### Request:
In the rows below, reproduce without any change the lines from the one containing "Write, for each" through the one containing "negative clicks: (151, 119) (157, 157)", including both of those lines.

——

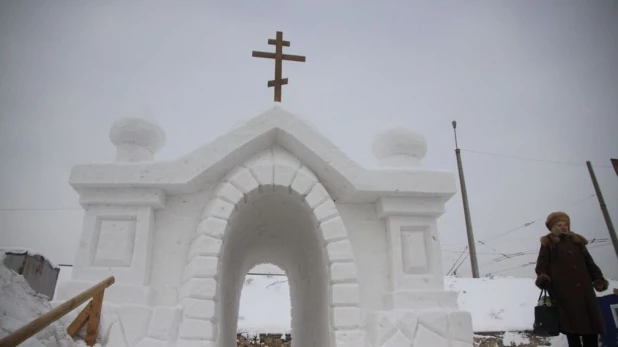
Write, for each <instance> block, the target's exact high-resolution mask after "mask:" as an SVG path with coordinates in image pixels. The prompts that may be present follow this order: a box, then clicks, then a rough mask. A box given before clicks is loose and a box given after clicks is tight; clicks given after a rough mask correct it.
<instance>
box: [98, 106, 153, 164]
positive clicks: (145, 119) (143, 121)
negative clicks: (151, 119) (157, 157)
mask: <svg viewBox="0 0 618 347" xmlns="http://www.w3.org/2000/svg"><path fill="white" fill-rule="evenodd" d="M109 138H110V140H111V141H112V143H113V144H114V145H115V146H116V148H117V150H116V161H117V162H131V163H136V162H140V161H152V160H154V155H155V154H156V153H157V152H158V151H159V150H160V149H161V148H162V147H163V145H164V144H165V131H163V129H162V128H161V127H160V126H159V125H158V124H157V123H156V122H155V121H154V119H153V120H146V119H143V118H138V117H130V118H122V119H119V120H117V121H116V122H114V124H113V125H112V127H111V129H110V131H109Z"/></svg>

——

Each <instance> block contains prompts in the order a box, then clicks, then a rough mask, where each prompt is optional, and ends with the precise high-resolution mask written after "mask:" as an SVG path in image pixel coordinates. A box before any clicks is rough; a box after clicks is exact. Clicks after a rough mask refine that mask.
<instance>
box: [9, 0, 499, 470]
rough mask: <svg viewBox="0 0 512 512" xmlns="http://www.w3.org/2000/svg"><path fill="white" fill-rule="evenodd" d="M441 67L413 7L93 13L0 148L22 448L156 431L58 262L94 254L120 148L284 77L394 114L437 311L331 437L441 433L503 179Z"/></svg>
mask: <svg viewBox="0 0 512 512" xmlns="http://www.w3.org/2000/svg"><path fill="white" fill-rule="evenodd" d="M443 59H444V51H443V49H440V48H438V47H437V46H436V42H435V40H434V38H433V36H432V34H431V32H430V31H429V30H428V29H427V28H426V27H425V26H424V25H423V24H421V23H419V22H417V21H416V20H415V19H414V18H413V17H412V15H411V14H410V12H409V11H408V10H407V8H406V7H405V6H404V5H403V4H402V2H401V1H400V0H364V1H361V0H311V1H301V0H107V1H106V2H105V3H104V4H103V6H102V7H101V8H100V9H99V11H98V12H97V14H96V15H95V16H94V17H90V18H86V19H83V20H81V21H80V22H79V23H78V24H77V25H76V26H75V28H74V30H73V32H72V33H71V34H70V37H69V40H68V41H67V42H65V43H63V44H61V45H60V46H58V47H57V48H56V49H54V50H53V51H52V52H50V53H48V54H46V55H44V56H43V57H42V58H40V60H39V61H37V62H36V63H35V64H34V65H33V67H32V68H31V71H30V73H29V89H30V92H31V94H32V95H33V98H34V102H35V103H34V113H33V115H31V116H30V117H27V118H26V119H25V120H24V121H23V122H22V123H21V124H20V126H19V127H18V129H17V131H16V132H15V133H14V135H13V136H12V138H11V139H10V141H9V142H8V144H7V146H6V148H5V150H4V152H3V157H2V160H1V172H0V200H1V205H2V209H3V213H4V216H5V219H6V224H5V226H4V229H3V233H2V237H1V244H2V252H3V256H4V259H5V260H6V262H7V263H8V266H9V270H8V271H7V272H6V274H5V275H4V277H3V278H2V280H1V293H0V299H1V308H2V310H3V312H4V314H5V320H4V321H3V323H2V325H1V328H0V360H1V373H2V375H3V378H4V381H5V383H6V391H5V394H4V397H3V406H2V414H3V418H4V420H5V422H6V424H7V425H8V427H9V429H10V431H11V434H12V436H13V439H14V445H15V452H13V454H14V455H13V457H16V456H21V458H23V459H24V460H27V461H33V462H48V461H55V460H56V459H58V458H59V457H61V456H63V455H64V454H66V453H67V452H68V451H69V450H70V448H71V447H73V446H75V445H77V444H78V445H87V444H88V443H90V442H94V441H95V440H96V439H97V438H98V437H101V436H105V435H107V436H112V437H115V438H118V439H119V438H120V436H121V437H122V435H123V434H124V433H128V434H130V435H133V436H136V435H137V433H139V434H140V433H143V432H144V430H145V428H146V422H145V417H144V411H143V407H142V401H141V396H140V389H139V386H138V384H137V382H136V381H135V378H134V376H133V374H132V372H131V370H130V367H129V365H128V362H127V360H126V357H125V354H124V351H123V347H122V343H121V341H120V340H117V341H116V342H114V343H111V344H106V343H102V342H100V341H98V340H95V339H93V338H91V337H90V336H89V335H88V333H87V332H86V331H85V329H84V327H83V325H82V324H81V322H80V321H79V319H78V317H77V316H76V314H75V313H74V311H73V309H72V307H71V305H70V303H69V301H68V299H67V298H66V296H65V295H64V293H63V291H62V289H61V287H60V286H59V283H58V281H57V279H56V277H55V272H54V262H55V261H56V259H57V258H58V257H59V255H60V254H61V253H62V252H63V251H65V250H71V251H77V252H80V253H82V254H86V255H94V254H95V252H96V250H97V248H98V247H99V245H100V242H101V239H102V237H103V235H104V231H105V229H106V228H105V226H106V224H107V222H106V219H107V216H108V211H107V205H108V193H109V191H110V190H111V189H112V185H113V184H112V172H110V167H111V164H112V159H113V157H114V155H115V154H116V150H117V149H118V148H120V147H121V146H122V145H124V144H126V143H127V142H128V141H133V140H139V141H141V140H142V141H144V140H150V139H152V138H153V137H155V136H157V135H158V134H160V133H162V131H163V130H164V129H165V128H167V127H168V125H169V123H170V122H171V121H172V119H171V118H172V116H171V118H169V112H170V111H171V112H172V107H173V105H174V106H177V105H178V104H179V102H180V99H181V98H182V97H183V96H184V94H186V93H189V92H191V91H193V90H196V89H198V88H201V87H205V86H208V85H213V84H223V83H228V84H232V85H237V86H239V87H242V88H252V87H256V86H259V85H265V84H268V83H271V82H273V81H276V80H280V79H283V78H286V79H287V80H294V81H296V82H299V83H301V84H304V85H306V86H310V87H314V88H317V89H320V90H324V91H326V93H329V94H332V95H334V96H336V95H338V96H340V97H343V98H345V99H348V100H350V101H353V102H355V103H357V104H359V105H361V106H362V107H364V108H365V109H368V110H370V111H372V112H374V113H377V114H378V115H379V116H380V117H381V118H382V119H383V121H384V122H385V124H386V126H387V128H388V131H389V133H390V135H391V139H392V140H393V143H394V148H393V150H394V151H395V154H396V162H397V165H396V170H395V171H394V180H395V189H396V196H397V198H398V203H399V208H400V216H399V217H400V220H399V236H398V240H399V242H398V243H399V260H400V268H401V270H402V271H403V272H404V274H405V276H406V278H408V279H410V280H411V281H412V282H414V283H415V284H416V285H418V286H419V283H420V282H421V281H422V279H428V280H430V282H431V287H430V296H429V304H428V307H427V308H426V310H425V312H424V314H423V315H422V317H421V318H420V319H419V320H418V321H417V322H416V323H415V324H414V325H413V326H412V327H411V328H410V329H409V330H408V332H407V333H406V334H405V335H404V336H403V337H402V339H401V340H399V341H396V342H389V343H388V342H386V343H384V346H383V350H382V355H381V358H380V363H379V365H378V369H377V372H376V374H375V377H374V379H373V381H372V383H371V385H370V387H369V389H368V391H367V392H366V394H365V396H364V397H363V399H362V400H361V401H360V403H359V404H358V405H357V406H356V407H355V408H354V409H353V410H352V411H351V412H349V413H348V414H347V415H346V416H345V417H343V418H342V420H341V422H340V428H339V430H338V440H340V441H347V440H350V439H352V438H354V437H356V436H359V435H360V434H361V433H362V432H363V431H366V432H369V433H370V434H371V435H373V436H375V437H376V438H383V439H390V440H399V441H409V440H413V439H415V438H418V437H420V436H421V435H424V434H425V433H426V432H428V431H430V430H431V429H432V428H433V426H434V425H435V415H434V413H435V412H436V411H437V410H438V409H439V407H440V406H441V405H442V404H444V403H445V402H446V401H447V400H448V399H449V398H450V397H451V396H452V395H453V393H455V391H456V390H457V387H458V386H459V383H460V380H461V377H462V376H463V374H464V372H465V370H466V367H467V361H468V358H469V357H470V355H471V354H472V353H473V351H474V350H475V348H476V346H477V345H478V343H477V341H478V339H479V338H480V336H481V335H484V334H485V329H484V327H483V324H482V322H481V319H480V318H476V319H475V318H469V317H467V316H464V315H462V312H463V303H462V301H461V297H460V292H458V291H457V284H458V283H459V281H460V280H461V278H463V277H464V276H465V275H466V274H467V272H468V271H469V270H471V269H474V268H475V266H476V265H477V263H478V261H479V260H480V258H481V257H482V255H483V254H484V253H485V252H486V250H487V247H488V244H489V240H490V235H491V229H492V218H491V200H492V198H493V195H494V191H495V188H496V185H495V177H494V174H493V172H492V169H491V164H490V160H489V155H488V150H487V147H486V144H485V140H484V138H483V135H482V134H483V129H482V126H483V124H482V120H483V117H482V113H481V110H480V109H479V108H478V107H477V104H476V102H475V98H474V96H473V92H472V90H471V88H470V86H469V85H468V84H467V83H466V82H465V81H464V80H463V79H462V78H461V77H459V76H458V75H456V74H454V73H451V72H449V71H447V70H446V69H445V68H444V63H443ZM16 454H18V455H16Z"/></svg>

——

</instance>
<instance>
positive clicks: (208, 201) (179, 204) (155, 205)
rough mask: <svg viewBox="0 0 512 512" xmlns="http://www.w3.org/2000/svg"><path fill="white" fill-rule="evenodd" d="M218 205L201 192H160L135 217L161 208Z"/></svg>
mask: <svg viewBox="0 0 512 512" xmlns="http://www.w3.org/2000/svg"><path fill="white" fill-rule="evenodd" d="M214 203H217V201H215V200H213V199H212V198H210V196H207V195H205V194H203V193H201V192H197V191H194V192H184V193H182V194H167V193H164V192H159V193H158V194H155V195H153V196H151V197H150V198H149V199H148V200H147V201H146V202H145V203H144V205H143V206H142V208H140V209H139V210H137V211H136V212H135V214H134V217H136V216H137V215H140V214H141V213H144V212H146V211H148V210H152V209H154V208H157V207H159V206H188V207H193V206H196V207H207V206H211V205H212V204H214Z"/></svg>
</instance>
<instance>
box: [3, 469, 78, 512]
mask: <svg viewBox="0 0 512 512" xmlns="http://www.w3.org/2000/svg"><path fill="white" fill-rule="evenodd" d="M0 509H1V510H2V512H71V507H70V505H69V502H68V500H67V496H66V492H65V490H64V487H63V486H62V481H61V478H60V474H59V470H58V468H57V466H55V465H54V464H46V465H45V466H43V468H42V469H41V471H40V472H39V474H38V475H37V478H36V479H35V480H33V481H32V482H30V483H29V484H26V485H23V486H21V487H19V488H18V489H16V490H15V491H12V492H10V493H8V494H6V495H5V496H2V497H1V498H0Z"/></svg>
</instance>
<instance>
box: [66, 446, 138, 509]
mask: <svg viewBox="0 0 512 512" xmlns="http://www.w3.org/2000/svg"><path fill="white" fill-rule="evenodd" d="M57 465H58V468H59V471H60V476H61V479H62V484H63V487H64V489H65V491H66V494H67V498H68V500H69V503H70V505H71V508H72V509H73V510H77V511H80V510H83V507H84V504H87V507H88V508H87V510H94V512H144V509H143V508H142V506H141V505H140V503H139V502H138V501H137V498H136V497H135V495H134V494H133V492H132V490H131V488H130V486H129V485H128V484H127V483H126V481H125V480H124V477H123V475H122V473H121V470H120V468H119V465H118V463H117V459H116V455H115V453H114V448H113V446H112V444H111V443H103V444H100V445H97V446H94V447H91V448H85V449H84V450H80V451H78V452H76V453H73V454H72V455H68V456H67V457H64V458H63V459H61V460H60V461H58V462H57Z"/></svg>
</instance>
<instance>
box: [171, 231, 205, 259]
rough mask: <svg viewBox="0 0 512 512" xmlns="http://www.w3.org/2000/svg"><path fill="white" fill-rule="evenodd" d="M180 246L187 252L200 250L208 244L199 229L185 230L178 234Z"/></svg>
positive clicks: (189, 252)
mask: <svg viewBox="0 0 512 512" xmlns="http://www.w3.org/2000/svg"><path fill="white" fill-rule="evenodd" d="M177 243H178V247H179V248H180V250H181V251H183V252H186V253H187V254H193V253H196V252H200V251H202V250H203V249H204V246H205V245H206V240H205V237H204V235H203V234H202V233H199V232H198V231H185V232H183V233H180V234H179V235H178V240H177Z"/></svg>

——

### Answer for this exercise:
Write, for each <instance> block, the target's exact high-resolution mask after "mask:" as an SVG path with coordinates in image pixels. The prompts that may be present follow this order: a box, then clicks, then a rough mask. A box given before clicks is loose and a box given after clicks is tight; clicks given after a rough mask correct it.
<instance>
box: [98, 106, 153, 164]
positive clicks: (145, 119) (143, 121)
negative clicks: (151, 119) (157, 157)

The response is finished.